# Text section
*** Block opens ***

The Bush administration has fallen back on an overly vague notion of success constructed around the idea of "bottom-up reconciliation," Katulis pointed out.
There are now "alterative centers of power," which are fostering a more complex political environment in 2008, he observed. For this reason, Katulis continued, it remains to be seen if the current lull in violence will hold over time.
With offensive operations now being concentrated in the northern part of the country in areas like Mosul, IEDs will continue to be reality on the battlefield, and there is always a danger strategic gains can be reversed, Jay Carafano, a senior research fellow specializing in defense and homeland security at the Heritage Foundation, said in an interview.
Even so, it is difficult to overstate the progress the U.S. military has achieved through changing its tactics in Iraq. While the political class and "armchair generals" fixated on the need for armor for Humvees, the military looked the problem differently and decided to pursue the bomb makers and the networks standing behind them, Carafano said.
This tactic is known as "getting to the left of the bang," he said.
"The last thing you want to try and do with an IED is to try and find it buried out on a roadway," Carafano noted. "You want to get as far away from that explosion, and as far back as possible to stop the bad guys.
"First, you want to find the organizers of the IED campaign, you want to get the logistics network that's delivering the IED; if you can't do that, then you go after the network that does the reconnaissance and plants the device in the road," he stated.

The Undeclared Victory!
Pray for W and Our Amazing Troops
No
Not God Bless America
God Bless America All My Soul
Amen Brother!
Pray for W and Our Victorious Troops in Iraq!
Ping.
The Dems and MSM are on to other more "important" things now. There is no sense their dwelling on it and making themselves look like the monkeys they are.
It's more important to win the next election.

*** Block closes ***

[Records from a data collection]
*** Block opens ***

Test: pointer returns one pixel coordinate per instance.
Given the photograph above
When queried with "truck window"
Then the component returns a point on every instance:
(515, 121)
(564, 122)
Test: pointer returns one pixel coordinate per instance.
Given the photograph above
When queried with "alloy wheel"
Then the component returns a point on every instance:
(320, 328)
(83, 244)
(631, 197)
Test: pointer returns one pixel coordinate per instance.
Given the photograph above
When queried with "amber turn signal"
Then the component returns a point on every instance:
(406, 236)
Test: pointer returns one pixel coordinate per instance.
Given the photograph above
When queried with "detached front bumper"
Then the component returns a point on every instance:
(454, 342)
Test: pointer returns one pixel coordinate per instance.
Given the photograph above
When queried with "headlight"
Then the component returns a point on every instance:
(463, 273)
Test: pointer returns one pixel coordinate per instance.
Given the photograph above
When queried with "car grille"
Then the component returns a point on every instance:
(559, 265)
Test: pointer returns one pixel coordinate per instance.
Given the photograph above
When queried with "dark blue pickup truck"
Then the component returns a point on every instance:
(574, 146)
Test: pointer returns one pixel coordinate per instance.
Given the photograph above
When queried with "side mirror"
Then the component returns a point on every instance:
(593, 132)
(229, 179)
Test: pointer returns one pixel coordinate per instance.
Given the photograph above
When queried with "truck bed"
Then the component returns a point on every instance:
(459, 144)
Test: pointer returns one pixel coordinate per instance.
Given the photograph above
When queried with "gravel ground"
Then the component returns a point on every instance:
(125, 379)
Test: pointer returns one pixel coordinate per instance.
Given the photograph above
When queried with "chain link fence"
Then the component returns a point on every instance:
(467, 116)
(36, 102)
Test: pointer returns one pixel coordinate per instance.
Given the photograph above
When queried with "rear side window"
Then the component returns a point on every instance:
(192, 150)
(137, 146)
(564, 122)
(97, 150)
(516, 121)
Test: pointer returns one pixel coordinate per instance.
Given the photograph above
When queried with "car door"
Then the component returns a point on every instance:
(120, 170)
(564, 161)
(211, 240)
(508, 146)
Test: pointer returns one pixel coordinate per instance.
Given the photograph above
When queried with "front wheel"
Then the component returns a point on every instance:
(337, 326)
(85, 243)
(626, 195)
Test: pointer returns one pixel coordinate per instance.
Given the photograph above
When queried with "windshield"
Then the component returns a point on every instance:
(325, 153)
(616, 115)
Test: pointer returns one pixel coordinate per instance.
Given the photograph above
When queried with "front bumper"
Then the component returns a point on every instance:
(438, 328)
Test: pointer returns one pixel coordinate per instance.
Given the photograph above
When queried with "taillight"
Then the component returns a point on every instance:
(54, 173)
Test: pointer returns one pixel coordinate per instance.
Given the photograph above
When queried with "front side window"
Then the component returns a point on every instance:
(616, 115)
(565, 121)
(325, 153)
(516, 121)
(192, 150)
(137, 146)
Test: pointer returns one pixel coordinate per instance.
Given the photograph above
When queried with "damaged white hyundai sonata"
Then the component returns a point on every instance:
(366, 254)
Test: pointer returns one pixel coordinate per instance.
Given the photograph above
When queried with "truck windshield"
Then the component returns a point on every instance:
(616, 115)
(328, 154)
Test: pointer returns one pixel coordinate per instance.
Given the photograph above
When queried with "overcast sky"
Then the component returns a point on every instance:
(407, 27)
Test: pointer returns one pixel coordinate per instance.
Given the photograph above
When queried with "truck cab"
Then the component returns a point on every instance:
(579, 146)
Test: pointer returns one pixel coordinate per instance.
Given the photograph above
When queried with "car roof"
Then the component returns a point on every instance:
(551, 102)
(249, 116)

*** Block closes ***

# Instructions
A. Do the following statements agree with the text on IED tactics in Iraq? Answer yes or no for each and quote the words of the text that decide it. (i) Carafano is a senior research fellow at the Heritage Foundation. (ii) Offensive operations are now concentrated in the southern part of the country. (iii) The military chose to focus on armor for Humvees.
B. According to the text on IED tactics in Iraq, what is the tactic of pursuing bomb makers and their networks called?

# Answers in order
A.
(i) Yes: "a senior research fellow specializing in defense and homeland security at the Heritage Foundation"
(ii) No: "concentrated in the northern part of the country in areas like Mosul"
(iii) No: "decided to pursue the bomb makers and the networks standing behind them"

B. It is called "getting to the left of the bang."